__TEXTAUSZUG__:
▼

Alter schützt vor lesen nicht

Artikel der Saarbrücker Zeitung | Beitrag vom: 28.10.2010 | von: SZ-Redakteur Gunther Thomas

Neunkirchen. Dass zur Lektüre einer Seniorin im fortgeschrittenen Alter politische Magazine und Zeitungen gehören, ist an sich schon ungewöhnlich. Dass eine Dame, die „stramm auf die 100 zugeht” eine Augenoperation auf sich nimmt, um solche Publikationen weiterhin studieren zu können, dürfte beispiellos sein.

Die Neunkircherin Hildegard Jakob, die am 1. Dezember ihr einhunderstes Lebensjahr vollendet, jedenfalls ärgerte sich darüber, dass wegen ihres nachlassenden Augenlichts die von ihr abonnierten Magazine „Spiegel” und „Fokus” sowie die Wochenzeitung „Die Zeit” vor ihren Augen verschwammen. Also suchte sie mit Unterstützung ihres Hausarztes den Neunkircher Augenmediziner Dr. Bila Beetari auf, um sich eine stärkere Brille anpassen zu lassen. Der aber musste ihr mitteilen, dass der Graue Star ihr Sehvermögen unwiderruflich beeinträchtigt hat. In einem solchen Fall hilft nur das Einpflanzen neuer Linsen.

▲

__EXTRAHIERTE DATEN__:
▼

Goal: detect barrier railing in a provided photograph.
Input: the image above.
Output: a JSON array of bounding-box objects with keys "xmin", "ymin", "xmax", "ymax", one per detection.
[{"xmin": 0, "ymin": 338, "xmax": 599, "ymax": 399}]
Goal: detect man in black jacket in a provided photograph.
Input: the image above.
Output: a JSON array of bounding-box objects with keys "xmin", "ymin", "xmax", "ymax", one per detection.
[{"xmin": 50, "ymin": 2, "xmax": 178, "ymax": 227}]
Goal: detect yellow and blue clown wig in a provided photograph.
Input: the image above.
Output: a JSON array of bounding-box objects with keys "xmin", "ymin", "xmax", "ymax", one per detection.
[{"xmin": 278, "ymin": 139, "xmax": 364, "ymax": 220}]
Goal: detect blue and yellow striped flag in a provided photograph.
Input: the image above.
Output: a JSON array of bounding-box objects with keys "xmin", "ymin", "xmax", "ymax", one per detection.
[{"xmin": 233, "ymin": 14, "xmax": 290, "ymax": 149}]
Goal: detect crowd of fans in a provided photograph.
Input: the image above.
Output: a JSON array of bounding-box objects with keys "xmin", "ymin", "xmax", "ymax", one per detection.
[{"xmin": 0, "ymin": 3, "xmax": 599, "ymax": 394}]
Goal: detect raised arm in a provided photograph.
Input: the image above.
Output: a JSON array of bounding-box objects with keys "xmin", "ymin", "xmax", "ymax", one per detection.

▲

__AUFGABEN__:
a – Beantworte anhand des Zeitungsartikels über Hildegard Jakob die folgenden Fragen.
(i) An welchem Tag vollendet Hildegard Jakob ihr hundertstes Lebensjahr?
(ii) Welche Wochenzeitung hat sie abonniert?
(iii) Was hilft laut Artikel in einem Fall wie dem ihren?
b – Fasse den Absatz des Zeitungsartikels, der mit „Die Neunkircherin Hildegard Jakob“ beginnt, als Liste zusammen und behalte dabei seine wesentlichen Fakten bei.
c – Schreibe den Zeitungsartikel über Hildegard Jakob im Anschluss an seinen letzten Satz weiter.
Die Zeilen sind für die Aufgaben ohne Bedeutung.

__LÖSUNGEN__:
a –
(i) Am 1. Dezember.
(ii) „Die Zeit“.
(iii) Nur das Einpflanzen neuer Linsen.

b –
- Hildegard Jakob aus Neunkirchen vollendet am 1. Dezember ihr hundertstes Lebensjahr.
- Wegen ihres nachlassenden Augenlichts verschwammen die von ihr abonnierten Magazine „Spiegel“ und „Fokus“ sowie die Wochenzeitung „Die Zeit“ vor ihren Augen.
- Mit Unterstützung ihres Hausarztes ging sie zum Neunkircher Augenmediziner Dr. Bila Beetari, um sich eine stärkere Brille anpassen zu lassen.
- Er musste ihr mitteilen, dass der Graue Star ihr Sehvermögen unwiderruflich beeinträchtigt hat.
- In einem solchen Fall hilft nur das Einpflanzen neuer Linsen.

c –
Die resolute Seniorin bestand auf der angesichts ihres fortgeschrittenen Alters nicht risikolosen Operation. Die wurde zügig in Angriff genommen und es ging alles gut: Dr. Beetari („Man muss den Willen der Patienten respektieren”) verhalf ihr mit der Erfahrung von 4.000 Operationen wieder zu klarer Sicht. Nachdem sie vor kurzem binnen einer Woche an beiden Augen operiert worden war, kann sich Hildegard Jakob im Alltag sogar wieder ohne Brille bewegen. Nur fürs Lesen muss der gebürtigen Völklingerin, die seit 1977 im Neunkircher Altseiterstal wohnt, noch eine Sehhilfe angepasst werden. Dann kann die zeitlebens politisch interessierte Seniorin sich wieder dem Zeitschriftenstudium widmen und politische Sendungen im Fernsehen anschauen.

Hildegard Jakob ist die weitaus älteste Patientin, die Dr. Beetari bisher unters Skalpell kam. „Das war eine Operation weit außerhalb der Routine”, erläutert er. „Die Patienten, die sich am Grauen Star operieren lassen, sind im Durchschnitt 73 Jahre alt.” Allerdings sei die Altersgrenze in den letzten Jahren nach oben gerückt – die demographische Entwicklung lässt auch hier grüßen.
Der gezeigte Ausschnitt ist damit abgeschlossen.